EXTRACTED DATA: Begin

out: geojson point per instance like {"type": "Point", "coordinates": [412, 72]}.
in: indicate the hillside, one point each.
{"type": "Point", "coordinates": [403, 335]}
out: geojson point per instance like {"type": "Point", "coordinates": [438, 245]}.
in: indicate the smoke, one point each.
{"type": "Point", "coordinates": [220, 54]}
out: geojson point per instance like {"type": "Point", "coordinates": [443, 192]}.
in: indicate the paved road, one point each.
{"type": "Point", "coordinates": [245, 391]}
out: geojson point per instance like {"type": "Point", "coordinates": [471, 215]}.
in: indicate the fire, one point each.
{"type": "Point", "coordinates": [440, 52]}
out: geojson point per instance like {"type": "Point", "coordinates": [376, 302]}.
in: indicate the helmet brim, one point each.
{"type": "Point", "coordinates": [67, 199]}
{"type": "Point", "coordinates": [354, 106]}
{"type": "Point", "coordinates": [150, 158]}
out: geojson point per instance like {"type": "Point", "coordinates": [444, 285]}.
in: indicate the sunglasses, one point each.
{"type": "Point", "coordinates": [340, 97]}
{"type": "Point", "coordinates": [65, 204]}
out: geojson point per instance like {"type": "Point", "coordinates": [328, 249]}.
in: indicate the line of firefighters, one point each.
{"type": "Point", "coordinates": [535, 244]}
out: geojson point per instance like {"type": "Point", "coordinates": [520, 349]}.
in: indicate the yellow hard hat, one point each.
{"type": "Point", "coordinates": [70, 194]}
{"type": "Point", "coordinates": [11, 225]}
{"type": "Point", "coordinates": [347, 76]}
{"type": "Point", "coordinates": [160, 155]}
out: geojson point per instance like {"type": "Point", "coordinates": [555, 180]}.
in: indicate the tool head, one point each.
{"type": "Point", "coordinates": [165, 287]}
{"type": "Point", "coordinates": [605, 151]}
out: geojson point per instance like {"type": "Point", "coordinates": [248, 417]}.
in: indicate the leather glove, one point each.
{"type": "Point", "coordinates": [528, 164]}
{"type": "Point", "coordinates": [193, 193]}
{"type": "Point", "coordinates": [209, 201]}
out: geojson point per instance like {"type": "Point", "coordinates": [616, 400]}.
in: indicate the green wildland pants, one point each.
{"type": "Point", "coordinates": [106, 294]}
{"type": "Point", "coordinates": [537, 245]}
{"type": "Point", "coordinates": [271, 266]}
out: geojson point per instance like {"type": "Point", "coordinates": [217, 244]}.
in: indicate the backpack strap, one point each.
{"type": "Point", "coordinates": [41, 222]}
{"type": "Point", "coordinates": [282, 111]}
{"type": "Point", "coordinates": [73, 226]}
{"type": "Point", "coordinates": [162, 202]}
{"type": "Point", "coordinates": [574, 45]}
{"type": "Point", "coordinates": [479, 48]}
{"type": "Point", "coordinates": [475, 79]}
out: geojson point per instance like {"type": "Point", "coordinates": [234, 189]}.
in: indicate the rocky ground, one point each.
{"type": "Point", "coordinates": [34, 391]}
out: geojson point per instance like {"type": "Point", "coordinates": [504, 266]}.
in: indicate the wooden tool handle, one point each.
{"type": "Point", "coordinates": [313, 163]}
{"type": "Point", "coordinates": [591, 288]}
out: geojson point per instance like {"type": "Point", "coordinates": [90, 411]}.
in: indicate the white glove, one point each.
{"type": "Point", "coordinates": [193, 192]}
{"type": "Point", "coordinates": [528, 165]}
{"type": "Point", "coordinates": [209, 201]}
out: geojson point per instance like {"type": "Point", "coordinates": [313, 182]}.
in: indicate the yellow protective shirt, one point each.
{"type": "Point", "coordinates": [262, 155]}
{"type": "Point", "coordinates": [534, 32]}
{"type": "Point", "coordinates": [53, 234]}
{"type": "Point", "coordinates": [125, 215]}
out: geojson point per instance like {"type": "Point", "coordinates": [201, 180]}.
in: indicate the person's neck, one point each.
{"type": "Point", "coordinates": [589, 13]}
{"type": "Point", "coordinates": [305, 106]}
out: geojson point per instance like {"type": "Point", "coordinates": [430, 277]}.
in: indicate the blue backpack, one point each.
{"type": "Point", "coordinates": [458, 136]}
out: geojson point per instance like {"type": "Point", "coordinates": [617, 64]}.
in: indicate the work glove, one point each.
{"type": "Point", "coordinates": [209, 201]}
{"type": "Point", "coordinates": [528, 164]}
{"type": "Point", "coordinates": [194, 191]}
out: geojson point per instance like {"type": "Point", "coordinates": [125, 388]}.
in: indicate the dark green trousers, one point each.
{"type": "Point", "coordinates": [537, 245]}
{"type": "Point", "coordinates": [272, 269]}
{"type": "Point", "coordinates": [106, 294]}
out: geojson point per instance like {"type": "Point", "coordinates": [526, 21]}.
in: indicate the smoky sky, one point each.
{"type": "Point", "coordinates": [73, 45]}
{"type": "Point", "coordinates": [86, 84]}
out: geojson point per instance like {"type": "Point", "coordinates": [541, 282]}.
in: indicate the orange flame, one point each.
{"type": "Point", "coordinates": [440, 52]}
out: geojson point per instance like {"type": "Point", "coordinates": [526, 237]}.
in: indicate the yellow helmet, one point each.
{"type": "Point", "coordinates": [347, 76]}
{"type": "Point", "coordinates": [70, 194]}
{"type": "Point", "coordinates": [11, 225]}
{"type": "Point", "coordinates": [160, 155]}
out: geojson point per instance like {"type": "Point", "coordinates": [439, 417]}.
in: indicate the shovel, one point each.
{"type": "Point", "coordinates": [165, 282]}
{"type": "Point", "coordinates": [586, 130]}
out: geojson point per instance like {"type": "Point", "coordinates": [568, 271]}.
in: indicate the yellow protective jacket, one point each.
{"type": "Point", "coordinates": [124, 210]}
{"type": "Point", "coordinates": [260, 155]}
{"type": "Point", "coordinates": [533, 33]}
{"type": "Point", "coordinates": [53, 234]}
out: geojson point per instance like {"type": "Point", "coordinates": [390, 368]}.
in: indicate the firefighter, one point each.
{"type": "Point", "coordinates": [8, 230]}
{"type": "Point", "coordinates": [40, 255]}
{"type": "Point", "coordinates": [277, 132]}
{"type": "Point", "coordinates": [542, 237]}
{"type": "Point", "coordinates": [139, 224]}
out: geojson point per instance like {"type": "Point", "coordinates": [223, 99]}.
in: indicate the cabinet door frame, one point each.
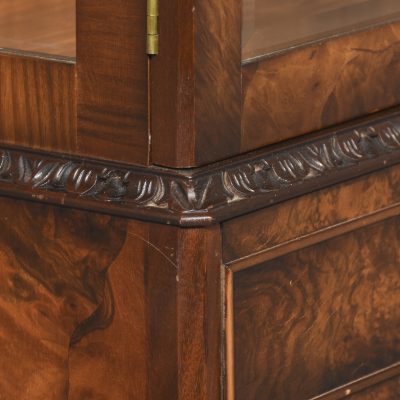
{"type": "Point", "coordinates": [207, 105]}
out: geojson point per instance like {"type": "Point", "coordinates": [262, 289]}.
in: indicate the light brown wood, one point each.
{"type": "Point", "coordinates": [339, 297]}
{"type": "Point", "coordinates": [270, 25]}
{"type": "Point", "coordinates": [312, 217]}
{"type": "Point", "coordinates": [45, 26]}
{"type": "Point", "coordinates": [318, 86]}
{"type": "Point", "coordinates": [112, 98]}
{"type": "Point", "coordinates": [37, 107]}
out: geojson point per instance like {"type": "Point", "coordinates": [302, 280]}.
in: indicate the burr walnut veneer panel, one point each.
{"type": "Point", "coordinates": [320, 85]}
{"type": "Point", "coordinates": [270, 25]}
{"type": "Point", "coordinates": [312, 217]}
{"type": "Point", "coordinates": [318, 318]}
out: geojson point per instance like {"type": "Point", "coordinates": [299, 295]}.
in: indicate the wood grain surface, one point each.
{"type": "Point", "coordinates": [45, 26]}
{"type": "Point", "coordinates": [320, 317]}
{"type": "Point", "coordinates": [183, 273]}
{"type": "Point", "coordinates": [196, 83]}
{"type": "Point", "coordinates": [388, 390]}
{"type": "Point", "coordinates": [320, 85]}
{"type": "Point", "coordinates": [165, 337]}
{"type": "Point", "coordinates": [37, 107]}
{"type": "Point", "coordinates": [310, 214]}
{"type": "Point", "coordinates": [270, 25]}
{"type": "Point", "coordinates": [53, 271]}
{"type": "Point", "coordinates": [112, 363]}
{"type": "Point", "coordinates": [112, 80]}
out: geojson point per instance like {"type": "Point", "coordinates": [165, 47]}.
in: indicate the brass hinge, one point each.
{"type": "Point", "coordinates": [152, 27]}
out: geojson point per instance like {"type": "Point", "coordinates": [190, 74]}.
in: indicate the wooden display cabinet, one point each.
{"type": "Point", "coordinates": [205, 205]}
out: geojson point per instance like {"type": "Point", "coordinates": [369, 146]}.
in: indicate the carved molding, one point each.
{"type": "Point", "coordinates": [204, 195]}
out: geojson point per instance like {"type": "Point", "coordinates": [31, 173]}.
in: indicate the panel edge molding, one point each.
{"type": "Point", "coordinates": [204, 195]}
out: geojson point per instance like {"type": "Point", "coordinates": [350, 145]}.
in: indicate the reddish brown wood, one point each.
{"type": "Point", "coordinates": [184, 308]}
{"type": "Point", "coordinates": [165, 336]}
{"type": "Point", "coordinates": [53, 264]}
{"type": "Point", "coordinates": [45, 26]}
{"type": "Point", "coordinates": [279, 24]}
{"type": "Point", "coordinates": [37, 107]}
{"type": "Point", "coordinates": [196, 83]}
{"type": "Point", "coordinates": [340, 297]}
{"type": "Point", "coordinates": [311, 215]}
{"type": "Point", "coordinates": [112, 363]}
{"type": "Point", "coordinates": [112, 80]}
{"type": "Point", "coordinates": [320, 85]}
{"type": "Point", "coordinates": [385, 391]}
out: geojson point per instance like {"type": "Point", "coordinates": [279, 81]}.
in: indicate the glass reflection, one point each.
{"type": "Point", "coordinates": [44, 26]}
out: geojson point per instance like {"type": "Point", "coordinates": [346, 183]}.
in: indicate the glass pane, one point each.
{"type": "Point", "coordinates": [44, 26]}
{"type": "Point", "coordinates": [270, 25]}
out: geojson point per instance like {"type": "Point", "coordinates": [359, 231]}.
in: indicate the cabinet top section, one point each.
{"type": "Point", "coordinates": [81, 81]}
{"type": "Point", "coordinates": [273, 25]}
{"type": "Point", "coordinates": [39, 26]}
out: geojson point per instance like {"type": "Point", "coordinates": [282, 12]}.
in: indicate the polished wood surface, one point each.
{"type": "Point", "coordinates": [37, 107]}
{"type": "Point", "coordinates": [112, 98]}
{"type": "Point", "coordinates": [320, 85]}
{"type": "Point", "coordinates": [111, 363]}
{"type": "Point", "coordinates": [195, 83]}
{"type": "Point", "coordinates": [388, 390]}
{"type": "Point", "coordinates": [318, 318]}
{"type": "Point", "coordinates": [53, 263]}
{"type": "Point", "coordinates": [44, 26]}
{"type": "Point", "coordinates": [270, 25]}
{"type": "Point", "coordinates": [311, 217]}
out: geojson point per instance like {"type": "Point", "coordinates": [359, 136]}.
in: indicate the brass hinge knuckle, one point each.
{"type": "Point", "coordinates": [152, 27]}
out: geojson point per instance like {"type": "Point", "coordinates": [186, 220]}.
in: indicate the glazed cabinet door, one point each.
{"type": "Point", "coordinates": [73, 77]}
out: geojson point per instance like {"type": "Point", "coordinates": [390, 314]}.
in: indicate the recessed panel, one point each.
{"type": "Point", "coordinates": [316, 319]}
{"type": "Point", "coordinates": [40, 26]}
{"type": "Point", "coordinates": [270, 25]}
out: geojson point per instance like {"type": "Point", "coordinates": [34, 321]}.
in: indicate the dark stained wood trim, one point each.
{"type": "Point", "coordinates": [361, 384]}
{"type": "Point", "coordinates": [215, 193]}
{"type": "Point", "coordinates": [229, 336]}
{"type": "Point", "coordinates": [195, 83]}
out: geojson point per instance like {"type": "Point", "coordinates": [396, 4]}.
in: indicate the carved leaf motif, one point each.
{"type": "Point", "coordinates": [24, 170]}
{"type": "Point", "coordinates": [42, 176]}
{"type": "Point", "coordinates": [390, 137]}
{"type": "Point", "coordinates": [5, 164]}
{"type": "Point", "coordinates": [210, 189]}
{"type": "Point", "coordinates": [289, 168]}
{"type": "Point", "coordinates": [191, 195]}
{"type": "Point", "coordinates": [147, 190]}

EXTRACTED DATA: End

TASK – Start copying at the line that contains "in: indicate the dark stained" and stop after the last line of the records, keeping every line exactly.

ANSWER FOR THIS EXERCISE –
in: indicate the dark stained wood trim, one point each.
{"type": "Point", "coordinates": [361, 384]}
{"type": "Point", "coordinates": [215, 193]}
{"type": "Point", "coordinates": [229, 336]}
{"type": "Point", "coordinates": [195, 83]}
out: geojson point per instance like {"type": "Point", "coordinates": [396, 4]}.
in: indicate the carved leaf motif, one point each.
{"type": "Point", "coordinates": [24, 170]}
{"type": "Point", "coordinates": [42, 176]}
{"type": "Point", "coordinates": [390, 137]}
{"type": "Point", "coordinates": [5, 164]}
{"type": "Point", "coordinates": [210, 189]}
{"type": "Point", "coordinates": [289, 168]}
{"type": "Point", "coordinates": [191, 195]}
{"type": "Point", "coordinates": [147, 190]}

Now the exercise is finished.